[Segmentation annotation records]
▼
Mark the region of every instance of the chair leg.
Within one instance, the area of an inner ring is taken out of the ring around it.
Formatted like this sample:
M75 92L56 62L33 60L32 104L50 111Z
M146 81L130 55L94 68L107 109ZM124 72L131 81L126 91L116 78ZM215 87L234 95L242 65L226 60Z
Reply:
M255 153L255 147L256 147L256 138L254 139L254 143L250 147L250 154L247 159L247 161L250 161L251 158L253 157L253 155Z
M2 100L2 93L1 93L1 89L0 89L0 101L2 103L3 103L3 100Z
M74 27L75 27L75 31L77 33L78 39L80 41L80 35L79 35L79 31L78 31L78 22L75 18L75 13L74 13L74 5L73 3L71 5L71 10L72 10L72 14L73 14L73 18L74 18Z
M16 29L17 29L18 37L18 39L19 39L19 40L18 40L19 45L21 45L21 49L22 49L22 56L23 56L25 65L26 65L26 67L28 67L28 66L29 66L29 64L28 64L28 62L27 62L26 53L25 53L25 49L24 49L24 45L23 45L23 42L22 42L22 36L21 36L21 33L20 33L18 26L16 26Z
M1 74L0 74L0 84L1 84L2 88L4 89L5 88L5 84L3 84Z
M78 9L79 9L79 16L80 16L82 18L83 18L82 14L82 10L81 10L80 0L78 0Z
▲
**REQUEST:** Reproduce all of the entries above line for line, with no changes.

**RESULT OF THIS EXERCISE:**
Mark the region of every instance of the chair leg.
Within one instance, the area of an inner ring is taken out of the ring around it.
Formatted like this sample:
M75 92L56 62L33 60L32 104L50 111Z
M146 81L130 55L94 68L107 109ZM124 72L131 81L126 91L116 78ZM215 87L234 95L242 65L226 60Z
Reply:
M255 153L255 147L256 147L256 138L254 139L254 143L250 147L250 154L247 159L247 161L250 161L251 158L253 157L253 155Z
M2 100L2 93L1 93L1 89L0 89L0 101L2 103L3 103L3 100Z
M74 27L75 27L75 31L77 33L78 39L80 41L80 35L79 35L79 31L78 31L78 22L75 18L75 13L74 13L74 5L73 3L71 5L71 10L72 10L72 14L73 14L73 18L74 18Z
M16 29L17 29L18 37L18 39L19 39L19 40L18 40L19 45L21 45L21 49L22 49L22 56L23 56L25 65L26 65L26 67L28 67L28 66L29 66L29 64L28 64L28 62L27 62L26 53L25 53L25 49L24 49L24 45L23 45L23 42L22 42L22 36L21 36L21 33L20 33L18 26L16 26Z
M1 74L0 74L0 84L1 84L2 88L4 89L5 88L5 84L3 84Z
M78 9L79 9L79 16L80 16L82 18L83 18L82 14L82 10L81 10L80 0L78 0Z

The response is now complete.